* Reading passage
- - - - - - -

RE: [Vo]:Mizuno, Rossi copper transmutation

2014-09-22 Thread Arnaud Kodeck

Jones,

Why not consider also the Ni58 + 2p - Zn60 - Cu60 - Ni60? Zn60 has a spin
0.

_
From: Jones Beene [mailto:jone...@pacbell.net] 
Sent: lundi 22 septembre 2014 17:34
To: vortex-l@eskimo.com
Subject: RE: [Vo]:Mizuno, Rossi  copper transmutation

Typo- the suggested reaction is Ni58 + D - Cu60 - Ni60

_

I've looked through the isotope charts again -
searching for reactions that rapidly decay back to the starting element or
to any stable isotope which has already been reported to be there, and have
not found any other possibility...

...other than Ni58 (d,Cu59) - Ni60  which
happens by EC or positron emission, with a half-life of 20 minutes or so,
and which fits the facts as reported in the most robust experiments (Rossi,
DGT, Thermacore, Mills).

1)  No or few gamma
2)  No or little radioactive ash
3)  No tritium, helium or positron annihilation
4)  No or little bremsstrahlung 
5)  Excess energy which is at least 1000 times more than chemical

Since nickel absorbs a deuteron and decays back to
nickel in minutes, with low energy release, this reaction fits the bill. You
may be thinking - what about the positron (beta positive) decay? No problem
there, since nuclei which decay by positron emission also decay by electron
capture in a known branching ratio which is dependant on the net energy of
reaction.

According to wiki-the-wonderful, in low-energy
decays, electron capture is energetically favored by reactions below 1.022
MeV. The final state will have an electron added or a positron removed - and
so the energy released is determinative of what can happen in the branching.
As the energy of the decay goes up, so does the branching ratio towards
positron emission. However, if the energy difference is low, then positron
emission cannot occur, and electron capture is the sole decay mode. This
would seem to be ready-made for the DDDL or deuteron-deep-Dirac-level
species, which uses its tight electron for more than one purpose and
probably reduces the net energy of the reaction as well.

This still leaves spin conservation as the major
problem. The end products of this reaction would be Ni60, and the starting
nickel would be Ni58, so that is no problem. Both are spin 0.

But the intermediary isotope, with short half-life
would be Cu60 which is spin 2+ and the deuterium can only add is 1+ spin,
and the EC electron another ½ spin. This over-simplification of spin issues
- probably means that the reaction can only happen if a neutrino is
captured, or else the inherent spin deficit decreases the half-life even
more than its short nature. Probably the neutrino.

Best of all - as a general working hypothesis which
would make this relevant to LENR but is not expected to be seen anywhere
else (which explains why it is not documented in the physics literature, as
of now) there is NO other isotope in the periodic table (other than Ni58) -
which is both a proton conductor and demonstrably neutron-deficient ! (the
proof of that being that Ni-58 is lower amu than the preceding lower Z
element (cobalt-59). That's right it is a perfect storm scenario. If this
evolving explanation is correct, it will be seen nowhere else in the
periodic table, since it demands conditions which do not exist anywhere
else.

- - - - - - -

* Dataset content
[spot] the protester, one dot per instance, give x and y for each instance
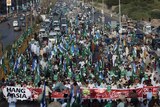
(12, 100)
(87, 58)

- - - - - - -

* Objective
Summarize the forum thread on nickel-to-copper transmutation in two sentences. Use only the text, not the material.

* The answer
The thread proposes that Ni58 absorbs a deuteron to form a short-lived copper isotope that decays back to Ni60 by electron capture or positron emission, arguing that this fits reported results such as few gammas, little radioactive ash and excess energy at least 1000 times more than chemical. It names spin conservation as the major problem, which probably means a neutrino must be captured, and claims Ni58 is the only isotope that is both a proton conductor and neutron-deficient, while a reply suggests Ni58 plus two protons going through Zn60 and Cu60 to Ni60.